- _WHAT IS REQUIRED_
Output the full listing word for word.

- _Stored items_
^^^^
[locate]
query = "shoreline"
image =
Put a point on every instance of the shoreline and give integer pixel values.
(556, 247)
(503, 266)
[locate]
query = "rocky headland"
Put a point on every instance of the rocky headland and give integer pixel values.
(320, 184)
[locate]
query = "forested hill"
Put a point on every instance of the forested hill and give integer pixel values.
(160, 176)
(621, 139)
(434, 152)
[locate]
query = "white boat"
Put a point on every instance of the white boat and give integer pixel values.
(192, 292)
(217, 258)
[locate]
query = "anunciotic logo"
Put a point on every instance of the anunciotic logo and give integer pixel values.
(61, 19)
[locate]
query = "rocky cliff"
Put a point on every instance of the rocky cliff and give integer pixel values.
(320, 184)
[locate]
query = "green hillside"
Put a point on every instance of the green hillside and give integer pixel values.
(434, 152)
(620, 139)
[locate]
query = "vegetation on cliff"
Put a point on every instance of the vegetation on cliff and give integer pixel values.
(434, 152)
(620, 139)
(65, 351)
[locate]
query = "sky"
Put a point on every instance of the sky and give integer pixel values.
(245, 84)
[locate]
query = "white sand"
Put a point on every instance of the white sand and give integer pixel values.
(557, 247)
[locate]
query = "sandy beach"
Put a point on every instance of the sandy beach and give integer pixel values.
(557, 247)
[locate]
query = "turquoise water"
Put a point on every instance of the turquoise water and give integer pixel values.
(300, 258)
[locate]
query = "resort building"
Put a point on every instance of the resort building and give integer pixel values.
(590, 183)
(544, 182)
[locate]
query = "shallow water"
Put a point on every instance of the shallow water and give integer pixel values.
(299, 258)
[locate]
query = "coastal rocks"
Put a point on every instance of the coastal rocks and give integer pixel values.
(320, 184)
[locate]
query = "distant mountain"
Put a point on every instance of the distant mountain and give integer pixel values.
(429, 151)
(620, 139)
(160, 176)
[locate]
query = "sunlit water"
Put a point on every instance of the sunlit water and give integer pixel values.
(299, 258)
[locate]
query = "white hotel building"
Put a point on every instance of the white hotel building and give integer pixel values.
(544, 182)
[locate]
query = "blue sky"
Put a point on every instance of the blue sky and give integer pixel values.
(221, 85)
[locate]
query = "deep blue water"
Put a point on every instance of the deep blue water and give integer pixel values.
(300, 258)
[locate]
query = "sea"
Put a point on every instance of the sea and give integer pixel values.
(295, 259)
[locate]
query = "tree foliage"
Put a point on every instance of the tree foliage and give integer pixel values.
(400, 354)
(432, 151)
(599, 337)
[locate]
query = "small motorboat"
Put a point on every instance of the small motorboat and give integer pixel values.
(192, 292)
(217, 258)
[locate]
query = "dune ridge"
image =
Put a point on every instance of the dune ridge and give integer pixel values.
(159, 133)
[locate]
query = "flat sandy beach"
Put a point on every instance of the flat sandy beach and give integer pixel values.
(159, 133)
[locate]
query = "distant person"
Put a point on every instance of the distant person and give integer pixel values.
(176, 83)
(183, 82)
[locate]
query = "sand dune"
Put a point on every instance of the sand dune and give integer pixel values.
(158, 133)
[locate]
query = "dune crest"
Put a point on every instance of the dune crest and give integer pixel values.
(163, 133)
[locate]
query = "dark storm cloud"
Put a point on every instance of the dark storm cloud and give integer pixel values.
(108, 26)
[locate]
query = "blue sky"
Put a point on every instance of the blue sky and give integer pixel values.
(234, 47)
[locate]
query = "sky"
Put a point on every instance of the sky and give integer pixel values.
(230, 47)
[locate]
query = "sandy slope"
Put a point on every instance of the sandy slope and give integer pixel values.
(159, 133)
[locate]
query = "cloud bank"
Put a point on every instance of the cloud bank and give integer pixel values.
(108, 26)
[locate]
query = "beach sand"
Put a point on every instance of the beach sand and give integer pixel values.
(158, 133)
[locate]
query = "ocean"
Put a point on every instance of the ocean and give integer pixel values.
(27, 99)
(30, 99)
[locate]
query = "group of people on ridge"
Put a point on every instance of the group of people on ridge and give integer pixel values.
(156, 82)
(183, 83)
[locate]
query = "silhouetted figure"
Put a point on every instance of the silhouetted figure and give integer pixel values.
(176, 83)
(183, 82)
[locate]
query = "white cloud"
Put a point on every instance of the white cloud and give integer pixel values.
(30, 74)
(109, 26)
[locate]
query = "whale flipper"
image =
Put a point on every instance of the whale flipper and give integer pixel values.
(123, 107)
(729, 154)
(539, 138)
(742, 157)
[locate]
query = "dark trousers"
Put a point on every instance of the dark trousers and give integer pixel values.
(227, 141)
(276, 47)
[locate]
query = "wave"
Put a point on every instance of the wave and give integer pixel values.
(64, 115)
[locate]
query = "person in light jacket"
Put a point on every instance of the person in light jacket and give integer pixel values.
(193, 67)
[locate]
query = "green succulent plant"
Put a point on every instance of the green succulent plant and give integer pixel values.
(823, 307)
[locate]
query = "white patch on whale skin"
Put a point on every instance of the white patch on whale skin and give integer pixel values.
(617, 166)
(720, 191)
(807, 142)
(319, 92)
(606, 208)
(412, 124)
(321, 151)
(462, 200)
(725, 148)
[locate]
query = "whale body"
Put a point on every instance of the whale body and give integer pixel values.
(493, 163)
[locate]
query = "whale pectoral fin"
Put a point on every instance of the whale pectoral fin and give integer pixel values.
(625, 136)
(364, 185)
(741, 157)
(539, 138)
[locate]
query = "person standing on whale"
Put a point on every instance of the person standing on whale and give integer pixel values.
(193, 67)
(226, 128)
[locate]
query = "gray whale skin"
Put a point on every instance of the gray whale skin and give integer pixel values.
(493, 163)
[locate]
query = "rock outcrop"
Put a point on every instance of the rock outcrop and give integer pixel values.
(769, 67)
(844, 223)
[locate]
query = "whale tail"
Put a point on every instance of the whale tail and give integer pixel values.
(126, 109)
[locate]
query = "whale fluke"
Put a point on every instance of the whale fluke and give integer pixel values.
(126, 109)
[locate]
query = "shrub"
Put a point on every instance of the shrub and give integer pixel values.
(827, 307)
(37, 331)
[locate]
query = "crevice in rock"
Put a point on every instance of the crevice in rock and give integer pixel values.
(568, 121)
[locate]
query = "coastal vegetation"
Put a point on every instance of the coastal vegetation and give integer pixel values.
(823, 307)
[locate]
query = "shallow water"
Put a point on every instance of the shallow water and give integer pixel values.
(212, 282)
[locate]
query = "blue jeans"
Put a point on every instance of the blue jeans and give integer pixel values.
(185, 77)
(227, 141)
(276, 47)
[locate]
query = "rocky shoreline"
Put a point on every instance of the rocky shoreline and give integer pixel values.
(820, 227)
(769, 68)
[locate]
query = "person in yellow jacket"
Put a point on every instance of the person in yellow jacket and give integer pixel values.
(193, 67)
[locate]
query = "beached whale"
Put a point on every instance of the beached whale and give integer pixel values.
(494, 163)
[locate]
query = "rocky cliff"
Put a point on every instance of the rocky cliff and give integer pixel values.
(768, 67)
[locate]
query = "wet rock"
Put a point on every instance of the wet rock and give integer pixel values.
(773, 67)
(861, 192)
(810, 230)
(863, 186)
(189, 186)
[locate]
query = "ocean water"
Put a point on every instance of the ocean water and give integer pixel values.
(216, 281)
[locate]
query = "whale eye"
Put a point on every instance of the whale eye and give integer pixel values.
^^^^
- _ANSWER FOR THIS EXERCISE_
[locate]
query = "shoreline"
image =
Put a point on every instance of the shoreline and give integer pixel values.
(556, 247)
(503, 266)
[locate]
query = "rocky headland"
Put a point on every instance of the rocky headland and give integer pixel values.
(320, 184)
[locate]
query = "forested hill"
Put a point on every instance of the forested hill and give integer pixel values.
(160, 176)
(621, 139)
(434, 152)
[locate]
query = "white boat"
Put a point on every instance of the white boat and give integer pixel values.
(192, 292)
(217, 258)
[locate]
query = "anunciotic logo"
Put a point on every instance of the anunciotic logo and give integer pixel values.
(61, 19)
[locate]
query = "rocky cliff"
Put a point on every instance of the rocky cliff and give integer pixel values.
(320, 184)
[locate]
query = "green hillside"
Put a point on every instance of the green hillside and give integer pixel values.
(434, 152)
(620, 139)
[locate]
query = "vegetation on cliff"
Put a point on every instance of the vegetation on cliff and give integer pixel values.
(434, 152)
(620, 139)
(65, 351)
[locate]
query = "sky"
Put a point on every instance of the sky and give integer pixel values.
(245, 84)
[locate]
query = "white sand"
Put a point on every instance of the white sand and give integer pixel values.
(557, 247)
[locate]
query = "sandy beach"
Put a point on every instance of the sandy beach and give integer pixel values.
(557, 247)
[locate]
query = "turquoise water"
Put a point on every instance of the turquoise water and give integer pixel values.
(300, 258)
[locate]
query = "resort building"
Put a point on every instance of the resort building and give integer pixel values.
(590, 183)
(544, 182)
[locate]
query = "shallow water"
Put a point on every instance of the shallow water and give integer pixel values.
(299, 258)
[locate]
query = "coastal rocks"
Put a point on every instance of the coastal rocks and give integer pixel values.
(320, 184)
[locate]
query = "distant mountain"
Put a point on every instance of the distant mountain and give integer pixel values.
(429, 151)
(620, 139)
(160, 176)
[locate]
query = "sunlit water"
Put a point on every instance of the sunlit water and give integer pixel values.
(299, 258)
[locate]
query = "white hotel building"
Put a point on every instance of the white hotel building and give integer pixel values.
(544, 182)
[locate]
query = "blue sky"
Put a point on every instance of the blue sky and give integer pixel values.
(221, 85)
[locate]
query = "deep blue water"
Put a point on every instance of the deep blue water and give integer pixel values.
(300, 258)
[locate]
query = "sea"
Put a point on every instance of the sea and give integer pixel values.
(295, 259)
[locate]
query = "tree foliage"
Put a point on every instance of the tree foliage and give integer pixel values.
(400, 354)
(432, 151)
(599, 337)
[locate]
query = "small motorboat"
Put a point on every instance of the small motorboat and give integer pixel values.
(192, 292)
(217, 258)
[locate]
query = "dune ridge"
image =
Put a point on every instance of the dune ridge and give integer pixel values.
(159, 133)
[locate]
query = "flat sandy beach"
Put a point on every instance of the flat sandy beach and give integer pixel values.
(159, 133)
[locate]
query = "distant person"
Put a point on every instance of the distant person and give integer pixel values.
(176, 83)
(183, 82)
[locate]
query = "sand dune"
Put a point on every instance of the sand dune and give integer pixel values.
(158, 133)
[locate]
query = "dune crest"
Put a point on every instance of the dune crest and give integer pixel values.
(163, 133)
[locate]
query = "dark storm cloud"
Put a point on every instance of the dark storm cloud and give integer pixel values.
(108, 26)
[locate]
query = "blue sky"
Put a point on every instance of the blue sky and give integer pixel values.
(234, 47)
[locate]
query = "sky"
Put a point on every instance of the sky and give integer pixel values.
(230, 47)
[locate]
query = "sandy slope"
Put a point on every instance of the sandy slope and give integer pixel values.
(159, 133)
[locate]
query = "cloud bank"
Put a point on every instance of the cloud bank and give integer pixel values.
(108, 26)
[locate]
query = "beach sand"
Put a point on every instance of the beach sand and give integer pixel values.
(158, 133)
[locate]
query = "ocean"
Put a point on every instance of the ocean and give integer pixel values.
(27, 99)
(30, 99)
[locate]
query = "group of people on ridge"
Put a point on every instance of the group of people on ridge and give integer pixel values.
(156, 82)
(183, 83)
[locate]
query = "silhouetted figure"
Put a point on every instance of the silhouetted figure and give integer pixel values.
(176, 83)
(183, 82)
[locate]
query = "white cloud"
Put a point on every instance of the white cloud and give integer pixel values.
(30, 74)
(109, 26)
[locate]
query = "whale flipper"
image =
Put a point on every instance of the whale flipper and give integer pixel values.
(123, 107)
(729, 154)
(539, 138)
(742, 157)
[locate]
query = "dark trousers"
Put a point on every instance of the dark trousers and give integer pixel values.
(227, 141)
(276, 47)
[locate]
query = "wave"
Put a point on every instance of the wave and give integer pixel values.
(64, 115)
[locate]
query = "person in light jacket"
Put a point on every instance of the person in light jacket and give integer pixel values.
(193, 67)
[locate]
query = "green succulent plant"
Put a point on every instance of the green succulent plant and give integer pixel values.
(823, 307)
[locate]
query = "white patch on whale skin"
Put a point on every instance of the white patch on whale skin and give integer pixel values.
(617, 166)
(720, 191)
(807, 142)
(319, 92)
(606, 208)
(412, 124)
(321, 151)
(462, 200)
(725, 148)
[locate]
query = "whale body"
Put a point on every instance of the whale body and give integer pixel values.
(493, 163)
[locate]
query = "whale pectoral fin"
Put a point on every instance of the whale pectoral fin and give integer pixel values.
(625, 136)
(364, 185)
(741, 157)
(539, 138)
[locate]
query = "person standing on whale"
Put a point on every instance of the person standing on whale and give integer pixel values.
(193, 67)
(226, 128)
[locate]
query = "gray whale skin"
Put a point on every instance of the gray whale skin and give integer pixel values.
(493, 163)
[locate]
query = "rock outcrop"
Put a point on every instance of the rock outcrop and give integer pixel values.
(769, 67)
(844, 223)
[locate]
query = "whale tail"
Put a point on every instance of the whale tail and give integer pixel values.
(126, 109)
[locate]
query = "whale fluke"
Put a point on every instance of the whale fluke and give integer pixel values.
(126, 109)
[locate]
query = "shrub"
Put a point on every instance of the shrub and give integer pixel values.
(827, 307)
(37, 331)
[locate]
query = "crevice in rock"
Put a point on every instance of the crevice in rock and give integer pixel values.
(568, 121)
[locate]
query = "coastal vegetation"
Put a point on every instance of the coastal vegetation and give integer pixel values.
(823, 307)
[locate]
query = "shallow water"
Put a point on every instance of the shallow water and give integer pixel values.
(212, 282)
[locate]
query = "blue jeans"
Put a point on every instance of the blue jeans and give integer pixel values.
(185, 77)
(227, 141)
(276, 47)
[locate]
query = "rocky shoreline"
Put a point on every instance of the rocky shoreline and give integer pixel values.
(820, 227)
(769, 68)
[locate]
query = "person in yellow jacket"
Put a point on every instance of the person in yellow jacket and give integer pixel values.
(193, 67)
[locate]
query = "beached whale"
Put a point on every instance of the beached whale and give integer pixel values.
(494, 163)
[locate]
query = "rocky cliff"
Put a point on every instance of the rocky cliff and give integer pixel values.
(768, 67)
[locate]
query = "wet rock"
Put a point on every instance of the wet rock and give integer pixel values.
(773, 67)
(861, 192)
(810, 230)
(863, 186)
(189, 186)
[locate]
query = "ocean water"
Put a point on every instance of the ocean water and give integer pixel values.
(216, 281)
[locate]
query = "whale eye"
Put a point on every instance of the whale eye and give integer pixel values.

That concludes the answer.